What the exercise asks -
Transcribe the records that follow in their entirety, omitting any pictures.
[START Entries provided]
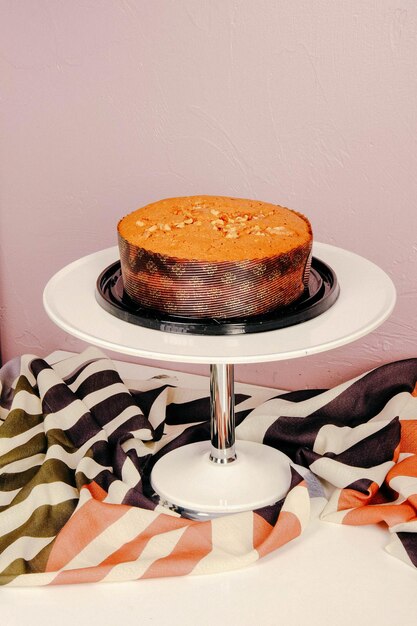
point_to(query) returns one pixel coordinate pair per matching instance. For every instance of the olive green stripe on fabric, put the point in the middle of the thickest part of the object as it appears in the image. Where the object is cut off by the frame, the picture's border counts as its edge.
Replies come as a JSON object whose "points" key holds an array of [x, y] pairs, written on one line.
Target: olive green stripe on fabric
{"points": [[58, 437], [51, 471], [45, 521], [16, 480], [36, 445], [49, 520], [18, 421]]}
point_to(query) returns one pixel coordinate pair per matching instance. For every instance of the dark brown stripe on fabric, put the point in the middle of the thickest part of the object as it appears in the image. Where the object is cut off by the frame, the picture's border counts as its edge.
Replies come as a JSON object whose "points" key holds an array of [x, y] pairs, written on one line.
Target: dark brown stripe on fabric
{"points": [[58, 397], [409, 541], [369, 452], [300, 396], [96, 381], [83, 430], [145, 399], [366, 397], [107, 410]]}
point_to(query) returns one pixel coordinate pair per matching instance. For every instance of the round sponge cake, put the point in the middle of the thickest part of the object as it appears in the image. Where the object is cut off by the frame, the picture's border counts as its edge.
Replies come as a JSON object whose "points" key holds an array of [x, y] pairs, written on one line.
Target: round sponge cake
{"points": [[214, 256]]}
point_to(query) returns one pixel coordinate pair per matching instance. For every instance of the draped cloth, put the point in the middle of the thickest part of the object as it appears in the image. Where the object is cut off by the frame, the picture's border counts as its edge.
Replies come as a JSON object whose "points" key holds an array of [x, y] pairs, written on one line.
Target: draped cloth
{"points": [[77, 445]]}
[END Entries provided]
Final result -
point_to(query) returns one pixel coordinate pair per matching instance. For every instance of the olive green stripe on fabric, put the point in the middle of the thickest part of the object as it appears in the image. Where the object is cut off by the frame, the picture's border counts as its edge.
Replies come as a JSON object whose "points" key holds an array of [x, y] pairs, written on one line.
Target: olive green stripe on fabric
{"points": [[58, 437], [51, 471], [45, 521], [16, 480], [36, 445], [49, 520], [18, 421]]}
point_to(query) returns one pixel coordinate pair per matching instance. For every instance of the dark brown stripe on fabric, put the point in the middle of the thickest part of the object as it appears in the image. Where the object is cut off by the frame, the picture's border counts as its edge.
Replies come as a JSON object whose "points" key holds an array of [x, y] pairs, written on one line.
Target: dark brown stripe on fabric
{"points": [[58, 397], [409, 541], [369, 452], [300, 396], [96, 381], [83, 430], [145, 399], [366, 397], [107, 410]]}
point_to(query) returns one pixel coordinate pair per matching instance. For every instance of the round sponge cake, put the point in the middle of the thickest part of the object as it appears in the image. Where the object is cut off by the frame, the picture's border counts as its edge.
Replies come as a JSON object whose "points" key holds an array of [x, y] pairs, written on one line.
Target: round sponge cake
{"points": [[214, 256]]}
point_to(query) returns one pixel coordinate pair per matching instance. For every instance of the draped cloth, put the point in the middle of the thickest part of the object as it appears in the image. Where the object is cut off by the frame, the picture's border counts as its edge.
Replies come as a JSON object whose "points" key holds an array of [x, y] pairs, written on one line.
Target: draped cloth
{"points": [[77, 445]]}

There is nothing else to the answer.